### ページ本文
コンテンツマーケティングのスタートから新規記事の投入、リライトを繰り返しオウンドメディアを成長させていくのですが、当社は以下のような推移で成長していきました。

2017年度:48万
2018年度:141万
2019年度:164万
2020年度:234万
2021年度:395万
2022年度:535万

直近の年度では初年度の11倍以上の自然検索セッションを集めるまでに成長しました。
記事執筆時点では1,721の記事型コンテンツがあり、1,980のキーワードでTOP3に入っています(10位以内だと5,126のキーワード)。
ただ特別な対策をしたわけではなく、新規コンテンツ追加、リライトを愚直にやり続けた結果ではあるのですが、新規のコンテンツ作成は外部、リライトは内部と明確に切り分けてから成長のスピードが速まったかなと思います。それが2021年度くらいのことですね。

### 提供レコード
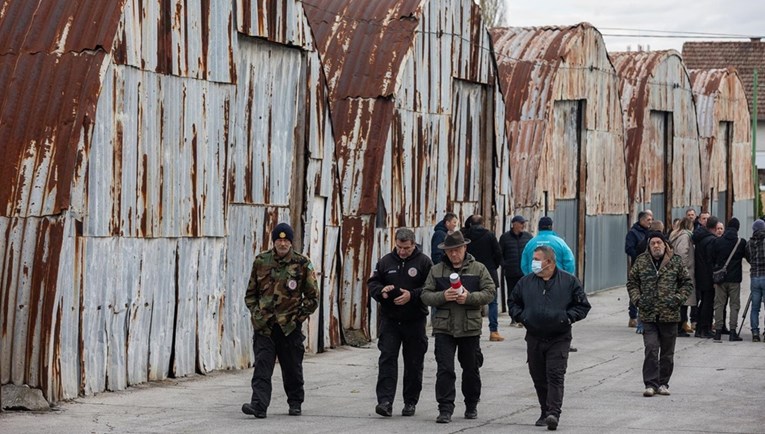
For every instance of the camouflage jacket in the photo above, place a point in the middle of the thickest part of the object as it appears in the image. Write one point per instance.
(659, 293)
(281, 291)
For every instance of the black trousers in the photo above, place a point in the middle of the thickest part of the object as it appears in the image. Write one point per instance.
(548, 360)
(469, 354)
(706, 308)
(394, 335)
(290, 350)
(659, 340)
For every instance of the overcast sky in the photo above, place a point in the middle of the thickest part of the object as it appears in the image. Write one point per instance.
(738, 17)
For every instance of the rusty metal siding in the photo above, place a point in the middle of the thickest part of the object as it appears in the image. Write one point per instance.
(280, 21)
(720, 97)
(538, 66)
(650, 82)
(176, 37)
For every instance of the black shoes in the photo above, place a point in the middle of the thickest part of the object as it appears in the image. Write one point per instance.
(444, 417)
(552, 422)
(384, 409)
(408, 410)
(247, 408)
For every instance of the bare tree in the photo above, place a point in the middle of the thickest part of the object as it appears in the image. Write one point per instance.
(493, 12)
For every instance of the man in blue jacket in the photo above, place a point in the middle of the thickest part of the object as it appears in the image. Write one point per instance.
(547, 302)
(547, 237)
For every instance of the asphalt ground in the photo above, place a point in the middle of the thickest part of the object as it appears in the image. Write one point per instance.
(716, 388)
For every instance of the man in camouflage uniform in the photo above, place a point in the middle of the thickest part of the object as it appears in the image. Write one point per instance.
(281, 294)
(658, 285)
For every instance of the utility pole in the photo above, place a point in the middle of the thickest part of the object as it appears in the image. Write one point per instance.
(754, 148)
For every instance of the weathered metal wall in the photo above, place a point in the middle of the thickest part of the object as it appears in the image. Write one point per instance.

### 作業内容
1 > オウンドメディア成長の文章のうち、「記事執筆時点では1,721の」から「21年度くらいのことですね。」までを一字も変えずに返してください。
2 > オウンドメディア成長の文章にある「直近の年度では初年度の11倍以上の自然検索セッションを集めるまでに成長しました。」という一文を英語に訳してください。
3 > オウンドメディア成長の文章を、最後の文の後から続けて書いてください。
レコードはオウンドメディア成長の文章とは別の資料です。

### 作業結果
1 >
記事執筆時点では1,721の記事型コンテンツがあり、1,980のキーワードでTOP3に入っています(10位以内だと5,126のキーワード)。
ただ特別な対策をしたわけではなく、新規コンテンツ追加、リライトを愚直にやり続けた結果ではあるのですが、新規のコンテンツ作成は外部、リライトは内部と明確に切り分けてから成長のスピードが速まったかなと思います。それが2021年度くらいのことですね。

2 > In the most recent fiscal year, it grew to the point of attracting more than 11 times as many organic search sessions as in the first year.

3 >
今思えばそこにたどり着くまで時間かかり過ぎだろと思うのですが、良くも悪くも何でも自分たちでやることを良しとする内製志向が強い文化だったので、自分たちで頑張った期間も長かったという感じでした。

今はある程度狙いたいキーワードに対しての記事は書ききった感があるので、リライトに比重を寄せています。
記事と狙うキーワード、実際についているキーワードと順位、想定CTR、想定CVRを組み合わせて管理するものをノーコードのアプリで作成し、優先順位付けを行いながらリライトを継続している、みたいなイメージで現在は運用しています。

実際効果はあるか?

コンテンツマーケティングは初期投資もそうですが、運用し続けることが前提になるので外部に支払うコストもそうですが内部コストもかかり続ける施策です。
すぐに結果が出るかというとそういうものでもないので、ある程度は長い目で見る必要はあるのですが、事業を成長させることを目的に実施する施策ですので、費用対効果は見なければなりません。

コンテンツマーケティングの費用対効果の見方

費用対効果については、シンプルにリード獲得単価で見るパターンと、有効商談数や売上金額で見るというパターンがあると思いますが、一般論としてコンテンツマーケティングに限らず近年タッチポイントが多様化しているため、商談や売上にどれくらい寄与したかは見方が難しくなってきていると思います。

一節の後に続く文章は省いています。